[Photo labels with boxes]
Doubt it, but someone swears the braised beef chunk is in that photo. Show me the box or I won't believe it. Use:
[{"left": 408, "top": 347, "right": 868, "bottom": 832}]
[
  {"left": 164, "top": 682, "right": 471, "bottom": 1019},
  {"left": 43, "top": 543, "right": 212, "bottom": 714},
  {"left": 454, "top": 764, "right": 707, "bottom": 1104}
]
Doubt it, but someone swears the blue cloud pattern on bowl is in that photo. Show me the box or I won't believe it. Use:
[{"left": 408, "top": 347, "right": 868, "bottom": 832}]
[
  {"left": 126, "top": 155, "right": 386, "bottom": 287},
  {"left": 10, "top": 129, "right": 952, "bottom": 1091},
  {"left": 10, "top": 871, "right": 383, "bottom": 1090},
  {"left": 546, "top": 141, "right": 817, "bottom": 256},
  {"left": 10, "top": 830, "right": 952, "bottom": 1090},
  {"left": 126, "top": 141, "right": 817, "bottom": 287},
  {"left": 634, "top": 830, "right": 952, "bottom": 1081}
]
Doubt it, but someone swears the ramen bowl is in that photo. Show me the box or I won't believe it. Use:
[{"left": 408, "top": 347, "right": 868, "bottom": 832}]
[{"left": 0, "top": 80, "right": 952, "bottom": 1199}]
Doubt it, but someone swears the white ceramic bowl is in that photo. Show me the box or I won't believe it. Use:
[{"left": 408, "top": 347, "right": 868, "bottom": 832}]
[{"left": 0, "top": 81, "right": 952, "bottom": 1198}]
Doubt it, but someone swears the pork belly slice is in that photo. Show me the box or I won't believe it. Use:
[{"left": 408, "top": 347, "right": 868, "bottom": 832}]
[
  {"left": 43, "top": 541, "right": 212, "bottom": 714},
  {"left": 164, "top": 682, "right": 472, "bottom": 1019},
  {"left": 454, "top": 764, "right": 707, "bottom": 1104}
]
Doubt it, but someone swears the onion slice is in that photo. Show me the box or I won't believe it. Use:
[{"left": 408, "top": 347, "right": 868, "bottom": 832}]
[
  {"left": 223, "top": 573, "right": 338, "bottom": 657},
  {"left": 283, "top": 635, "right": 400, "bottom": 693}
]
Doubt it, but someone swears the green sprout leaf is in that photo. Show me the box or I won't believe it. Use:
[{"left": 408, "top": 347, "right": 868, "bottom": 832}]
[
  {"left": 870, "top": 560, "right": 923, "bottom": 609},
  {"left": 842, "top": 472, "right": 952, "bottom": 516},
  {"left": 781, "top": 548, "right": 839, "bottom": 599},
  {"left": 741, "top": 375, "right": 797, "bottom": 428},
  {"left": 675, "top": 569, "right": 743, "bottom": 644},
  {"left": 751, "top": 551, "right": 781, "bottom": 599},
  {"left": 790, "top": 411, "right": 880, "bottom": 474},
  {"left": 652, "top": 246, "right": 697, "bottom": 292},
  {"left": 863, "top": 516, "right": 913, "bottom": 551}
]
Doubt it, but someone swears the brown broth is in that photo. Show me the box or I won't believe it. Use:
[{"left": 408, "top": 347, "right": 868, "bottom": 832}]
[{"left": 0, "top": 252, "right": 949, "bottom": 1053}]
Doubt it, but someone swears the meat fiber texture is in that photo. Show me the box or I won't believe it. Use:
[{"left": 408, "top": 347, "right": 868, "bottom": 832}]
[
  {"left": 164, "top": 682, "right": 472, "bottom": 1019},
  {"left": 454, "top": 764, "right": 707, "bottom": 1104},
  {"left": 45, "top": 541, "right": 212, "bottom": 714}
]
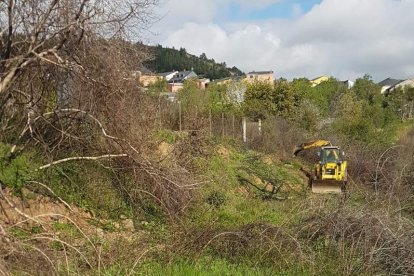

SHORT TASK
Copy all of the material above line for line, without the pictures.

TASK RESPONSE
Doubt it, but someone swears the braised beef chunk is in that photo. Show me the box or I won't believe it. Use:
[{"left": 408, "top": 347, "right": 868, "bottom": 832}]
[
  {"left": 164, "top": 682, "right": 471, "bottom": 1019},
  {"left": 43, "top": 543, "right": 212, "bottom": 714},
  {"left": 454, "top": 764, "right": 707, "bottom": 1104}
]
Doubt it, but someone swears the blue cloud pattern on bowl is in that photo. Show me the box or I won't believe it. Use:
[{"left": 408, "top": 347, "right": 868, "bottom": 832}]
[
  {"left": 126, "top": 155, "right": 386, "bottom": 287},
  {"left": 10, "top": 129, "right": 952, "bottom": 1091},
  {"left": 10, "top": 871, "right": 383, "bottom": 1090},
  {"left": 546, "top": 141, "right": 817, "bottom": 256},
  {"left": 10, "top": 830, "right": 952, "bottom": 1090},
  {"left": 126, "top": 141, "right": 817, "bottom": 287},
  {"left": 634, "top": 830, "right": 952, "bottom": 1081}
]
Doubt it, but someone swears the ramen bowl is in that photo. Show me the box or I won't believe it. Use:
[{"left": 408, "top": 347, "right": 868, "bottom": 832}]
[{"left": 0, "top": 80, "right": 952, "bottom": 1199}]
Doubt it, but someone swears the white ceramic bowl is in that photo. Show me the box or I won't believe it. Use:
[{"left": 408, "top": 347, "right": 868, "bottom": 832}]
[{"left": 0, "top": 81, "right": 952, "bottom": 1198}]
Doubt it, but someone swears the pork belly slice is in that photo. Show me the box or I won't believe it. Use:
[{"left": 408, "top": 347, "right": 868, "bottom": 832}]
[
  {"left": 43, "top": 541, "right": 212, "bottom": 714},
  {"left": 164, "top": 682, "right": 472, "bottom": 1019},
  {"left": 454, "top": 764, "right": 707, "bottom": 1104}
]
Doubt it, but someone swears the onion slice is in that photo. Show me the box or I won't believe it. Use:
[{"left": 408, "top": 347, "right": 868, "bottom": 832}]
[
  {"left": 223, "top": 573, "right": 338, "bottom": 657},
  {"left": 283, "top": 635, "right": 400, "bottom": 693}
]
Doubt it, but someone swears the green sprout leaf is in that photo. Show me the box or I won't believe it. Use:
[{"left": 408, "top": 347, "right": 868, "bottom": 832}]
[
  {"left": 870, "top": 560, "right": 923, "bottom": 609},
  {"left": 842, "top": 472, "right": 952, "bottom": 516},
  {"left": 781, "top": 548, "right": 839, "bottom": 599},
  {"left": 741, "top": 375, "right": 797, "bottom": 428},
  {"left": 675, "top": 569, "right": 743, "bottom": 644},
  {"left": 751, "top": 551, "right": 781, "bottom": 599},
  {"left": 790, "top": 411, "right": 880, "bottom": 474},
  {"left": 652, "top": 246, "right": 697, "bottom": 292},
  {"left": 863, "top": 516, "right": 913, "bottom": 551}
]
Doubt it, but someone swears the brown broth is in that photo. Show me the box or I won't believe it. Use:
[{"left": 408, "top": 347, "right": 868, "bottom": 832}]
[{"left": 0, "top": 252, "right": 949, "bottom": 1053}]
Doubt it, but someone swears the meat fiber texture is in that photo. Show me the box or I won't believe it. Use:
[{"left": 408, "top": 347, "right": 868, "bottom": 832}]
[
  {"left": 164, "top": 682, "right": 472, "bottom": 1019},
  {"left": 454, "top": 764, "right": 707, "bottom": 1104},
  {"left": 45, "top": 541, "right": 212, "bottom": 714}
]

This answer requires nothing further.